(Object position labeling entries)
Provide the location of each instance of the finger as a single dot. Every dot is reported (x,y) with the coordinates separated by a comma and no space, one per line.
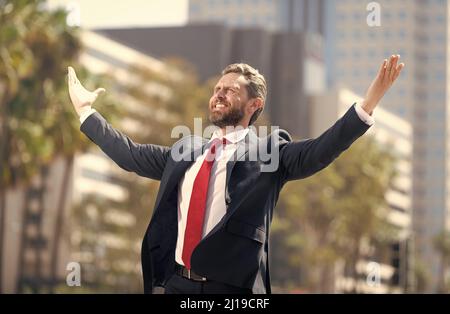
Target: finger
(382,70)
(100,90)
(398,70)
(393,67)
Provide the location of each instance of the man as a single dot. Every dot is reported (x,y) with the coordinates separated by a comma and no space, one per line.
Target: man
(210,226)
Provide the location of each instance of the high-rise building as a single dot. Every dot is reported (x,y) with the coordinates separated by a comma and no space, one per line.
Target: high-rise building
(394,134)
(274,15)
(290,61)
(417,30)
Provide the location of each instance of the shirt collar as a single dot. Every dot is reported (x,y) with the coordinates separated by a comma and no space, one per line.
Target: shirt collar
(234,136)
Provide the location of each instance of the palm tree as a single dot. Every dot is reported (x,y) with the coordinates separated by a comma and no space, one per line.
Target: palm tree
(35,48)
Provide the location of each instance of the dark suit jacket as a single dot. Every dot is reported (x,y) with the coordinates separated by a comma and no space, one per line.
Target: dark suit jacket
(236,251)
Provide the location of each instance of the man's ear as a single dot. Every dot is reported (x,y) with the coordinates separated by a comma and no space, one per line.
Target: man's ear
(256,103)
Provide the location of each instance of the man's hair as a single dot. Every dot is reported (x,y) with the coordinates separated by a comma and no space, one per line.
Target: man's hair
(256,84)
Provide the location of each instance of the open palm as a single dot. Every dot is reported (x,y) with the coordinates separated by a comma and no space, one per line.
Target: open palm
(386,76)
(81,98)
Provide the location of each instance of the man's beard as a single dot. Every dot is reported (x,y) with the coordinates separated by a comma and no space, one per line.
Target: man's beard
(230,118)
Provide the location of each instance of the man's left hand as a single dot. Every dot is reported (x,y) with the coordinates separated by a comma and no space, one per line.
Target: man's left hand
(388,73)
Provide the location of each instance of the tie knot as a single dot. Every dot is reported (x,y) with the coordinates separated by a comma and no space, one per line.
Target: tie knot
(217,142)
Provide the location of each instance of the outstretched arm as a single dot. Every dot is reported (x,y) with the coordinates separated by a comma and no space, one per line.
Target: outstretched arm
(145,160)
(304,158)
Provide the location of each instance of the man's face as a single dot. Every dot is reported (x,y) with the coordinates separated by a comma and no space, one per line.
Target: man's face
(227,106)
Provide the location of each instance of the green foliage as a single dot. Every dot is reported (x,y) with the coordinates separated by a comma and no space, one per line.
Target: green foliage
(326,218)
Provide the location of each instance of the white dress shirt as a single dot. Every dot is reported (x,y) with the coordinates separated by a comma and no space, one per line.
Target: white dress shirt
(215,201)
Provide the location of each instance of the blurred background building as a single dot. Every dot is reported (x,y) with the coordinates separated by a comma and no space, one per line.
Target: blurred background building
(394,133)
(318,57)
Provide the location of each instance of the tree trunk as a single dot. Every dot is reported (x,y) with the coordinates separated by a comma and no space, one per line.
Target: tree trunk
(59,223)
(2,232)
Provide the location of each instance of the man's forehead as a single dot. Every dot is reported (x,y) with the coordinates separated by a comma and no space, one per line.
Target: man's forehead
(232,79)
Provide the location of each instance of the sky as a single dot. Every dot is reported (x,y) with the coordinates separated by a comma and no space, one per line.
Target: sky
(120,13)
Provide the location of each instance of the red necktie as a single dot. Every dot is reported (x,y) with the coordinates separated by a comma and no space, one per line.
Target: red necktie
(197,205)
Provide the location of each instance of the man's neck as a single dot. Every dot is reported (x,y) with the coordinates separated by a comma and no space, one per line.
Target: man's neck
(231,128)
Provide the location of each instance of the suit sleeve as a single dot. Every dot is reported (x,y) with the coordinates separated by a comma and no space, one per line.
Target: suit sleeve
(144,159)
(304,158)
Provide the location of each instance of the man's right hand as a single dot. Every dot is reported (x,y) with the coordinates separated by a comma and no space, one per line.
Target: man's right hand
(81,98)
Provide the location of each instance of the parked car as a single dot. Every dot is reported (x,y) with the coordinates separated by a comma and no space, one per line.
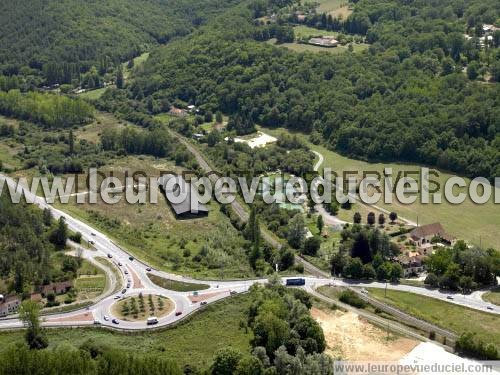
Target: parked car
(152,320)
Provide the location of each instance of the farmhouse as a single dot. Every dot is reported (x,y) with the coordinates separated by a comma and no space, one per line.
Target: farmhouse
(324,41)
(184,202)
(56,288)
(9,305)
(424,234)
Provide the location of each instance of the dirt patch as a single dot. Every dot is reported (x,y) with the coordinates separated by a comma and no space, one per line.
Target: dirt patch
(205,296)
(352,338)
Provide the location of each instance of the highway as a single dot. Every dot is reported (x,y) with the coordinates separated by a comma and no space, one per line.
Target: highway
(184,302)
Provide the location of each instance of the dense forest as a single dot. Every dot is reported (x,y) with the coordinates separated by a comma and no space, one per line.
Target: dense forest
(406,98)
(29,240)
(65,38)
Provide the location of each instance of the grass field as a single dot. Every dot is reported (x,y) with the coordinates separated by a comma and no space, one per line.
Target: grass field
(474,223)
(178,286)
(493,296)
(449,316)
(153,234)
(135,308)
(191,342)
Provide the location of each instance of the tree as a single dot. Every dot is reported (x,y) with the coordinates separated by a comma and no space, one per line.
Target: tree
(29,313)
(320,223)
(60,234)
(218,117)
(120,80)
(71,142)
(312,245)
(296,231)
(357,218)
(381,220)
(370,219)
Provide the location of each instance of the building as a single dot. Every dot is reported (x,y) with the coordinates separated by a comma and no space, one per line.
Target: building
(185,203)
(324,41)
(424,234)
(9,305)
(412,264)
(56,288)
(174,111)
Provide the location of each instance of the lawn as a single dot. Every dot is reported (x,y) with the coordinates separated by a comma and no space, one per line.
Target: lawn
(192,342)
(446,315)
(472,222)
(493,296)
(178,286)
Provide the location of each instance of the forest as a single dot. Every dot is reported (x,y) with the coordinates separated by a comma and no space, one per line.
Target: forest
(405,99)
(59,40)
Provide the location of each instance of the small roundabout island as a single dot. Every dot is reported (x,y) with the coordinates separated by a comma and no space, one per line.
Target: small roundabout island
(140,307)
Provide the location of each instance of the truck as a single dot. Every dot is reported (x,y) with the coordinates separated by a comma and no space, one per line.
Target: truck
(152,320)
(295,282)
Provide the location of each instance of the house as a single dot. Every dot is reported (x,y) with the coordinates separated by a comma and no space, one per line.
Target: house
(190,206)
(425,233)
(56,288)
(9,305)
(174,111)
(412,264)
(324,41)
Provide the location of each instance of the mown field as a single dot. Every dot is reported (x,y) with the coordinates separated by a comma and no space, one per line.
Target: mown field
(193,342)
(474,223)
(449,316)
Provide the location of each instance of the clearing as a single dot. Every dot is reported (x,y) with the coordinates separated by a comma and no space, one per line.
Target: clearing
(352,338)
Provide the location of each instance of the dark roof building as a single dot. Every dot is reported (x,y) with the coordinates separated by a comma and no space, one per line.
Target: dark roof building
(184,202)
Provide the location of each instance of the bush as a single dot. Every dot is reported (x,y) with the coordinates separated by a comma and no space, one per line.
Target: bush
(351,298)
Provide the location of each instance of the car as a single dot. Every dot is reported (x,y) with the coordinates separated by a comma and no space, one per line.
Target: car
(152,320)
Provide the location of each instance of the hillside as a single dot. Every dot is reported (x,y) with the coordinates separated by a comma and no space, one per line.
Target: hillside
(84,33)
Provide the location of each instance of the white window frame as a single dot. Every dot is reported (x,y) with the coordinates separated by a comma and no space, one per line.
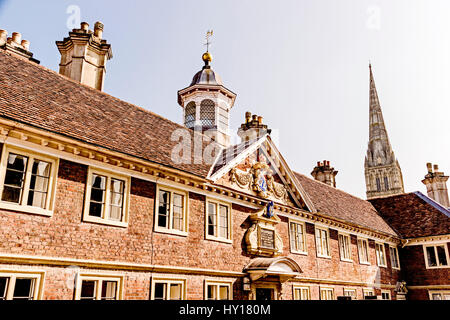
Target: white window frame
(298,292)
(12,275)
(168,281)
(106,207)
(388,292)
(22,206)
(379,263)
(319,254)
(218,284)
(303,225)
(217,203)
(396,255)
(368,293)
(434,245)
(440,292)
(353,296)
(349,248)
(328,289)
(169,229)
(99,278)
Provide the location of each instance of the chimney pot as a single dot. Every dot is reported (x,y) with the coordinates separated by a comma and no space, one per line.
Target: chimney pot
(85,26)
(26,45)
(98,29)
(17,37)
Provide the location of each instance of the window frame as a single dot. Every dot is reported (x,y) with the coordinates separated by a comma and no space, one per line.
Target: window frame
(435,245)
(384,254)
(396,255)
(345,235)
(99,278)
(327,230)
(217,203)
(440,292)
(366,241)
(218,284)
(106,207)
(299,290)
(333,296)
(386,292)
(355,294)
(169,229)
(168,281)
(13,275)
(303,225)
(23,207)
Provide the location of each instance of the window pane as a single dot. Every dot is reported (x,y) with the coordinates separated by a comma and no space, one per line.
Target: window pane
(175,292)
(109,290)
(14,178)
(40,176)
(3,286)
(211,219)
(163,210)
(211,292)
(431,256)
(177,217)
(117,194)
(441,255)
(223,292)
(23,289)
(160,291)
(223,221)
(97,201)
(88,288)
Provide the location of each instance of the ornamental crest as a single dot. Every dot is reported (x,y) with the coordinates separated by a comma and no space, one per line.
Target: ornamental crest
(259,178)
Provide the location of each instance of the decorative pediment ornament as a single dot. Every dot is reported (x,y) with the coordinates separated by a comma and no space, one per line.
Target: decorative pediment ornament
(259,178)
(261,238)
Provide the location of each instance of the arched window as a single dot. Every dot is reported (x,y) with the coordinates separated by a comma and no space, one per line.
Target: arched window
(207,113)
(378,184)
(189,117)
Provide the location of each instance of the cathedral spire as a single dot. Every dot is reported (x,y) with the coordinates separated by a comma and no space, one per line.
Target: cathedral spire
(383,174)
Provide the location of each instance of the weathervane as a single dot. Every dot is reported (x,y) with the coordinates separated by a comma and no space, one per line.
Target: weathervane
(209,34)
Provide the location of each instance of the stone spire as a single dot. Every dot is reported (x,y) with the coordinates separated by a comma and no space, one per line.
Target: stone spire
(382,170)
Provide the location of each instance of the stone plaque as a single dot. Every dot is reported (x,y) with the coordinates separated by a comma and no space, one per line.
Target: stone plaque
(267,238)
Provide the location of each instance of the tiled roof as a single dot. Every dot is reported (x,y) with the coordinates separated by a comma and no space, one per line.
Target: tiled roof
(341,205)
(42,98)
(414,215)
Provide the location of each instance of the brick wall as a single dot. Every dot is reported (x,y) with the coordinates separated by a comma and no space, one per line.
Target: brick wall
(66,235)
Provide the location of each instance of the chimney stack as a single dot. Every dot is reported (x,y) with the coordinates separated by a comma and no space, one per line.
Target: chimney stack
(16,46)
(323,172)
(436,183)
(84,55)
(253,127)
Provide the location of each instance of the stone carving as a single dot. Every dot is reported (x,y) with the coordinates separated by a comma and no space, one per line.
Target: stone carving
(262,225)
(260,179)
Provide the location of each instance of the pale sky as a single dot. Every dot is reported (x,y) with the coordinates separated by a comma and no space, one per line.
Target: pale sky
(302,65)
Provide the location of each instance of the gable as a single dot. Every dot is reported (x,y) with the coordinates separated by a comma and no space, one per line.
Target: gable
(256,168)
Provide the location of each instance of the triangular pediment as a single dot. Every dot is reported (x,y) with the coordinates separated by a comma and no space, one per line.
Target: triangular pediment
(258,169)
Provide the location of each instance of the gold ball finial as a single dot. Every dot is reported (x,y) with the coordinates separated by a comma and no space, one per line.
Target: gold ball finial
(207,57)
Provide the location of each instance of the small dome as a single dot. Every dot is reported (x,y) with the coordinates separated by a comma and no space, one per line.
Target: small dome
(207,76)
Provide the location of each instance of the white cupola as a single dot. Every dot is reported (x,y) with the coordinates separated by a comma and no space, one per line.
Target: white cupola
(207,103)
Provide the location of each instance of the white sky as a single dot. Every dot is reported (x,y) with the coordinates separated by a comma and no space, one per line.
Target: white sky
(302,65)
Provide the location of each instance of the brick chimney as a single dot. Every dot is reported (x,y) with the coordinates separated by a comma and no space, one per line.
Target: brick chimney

[EXERCISE TASK]: Retype nothing except the lines from the line holding "Provide the location of each instance of the triangular" through the last line of the entries, both included.

[TASK SOLUTION]:
Provide the location of each instance of the triangular pediment as a single dot. Every dot is reported (x,y) with the coordinates separated by a comma and no space, one per line.
Target: triangular pediment
(258,169)
Provide the location of each instance of the gold ball finial as a single dot. Every dot is reported (x,y) with the coordinates separated by a comma and no space, one per line.
Target: gold ball finial
(207,57)
Provide the location of each instance of the small dome as a single dot. Every dot is reported (x,y) with the coordinates separated by a comma and no space, one per line.
Target: small dome
(207,76)
Provide the location of each instance of the white cupola as a single dot. Every dot is reported (x,y) with the coordinates separated by a comma and no space, one per line.
Target: white cupola
(207,103)
Provide the location of each instance of the white sky as a single dot. Every dot is reported (x,y) with the coordinates separated by a comma and no space, one per line.
Target: white sky
(302,65)
Provide the location of each instance of the brick chimney as a single dot. Every dot is reported (x,y) with the coordinates separated by a comma and no space, one per line.
Target: brick chimney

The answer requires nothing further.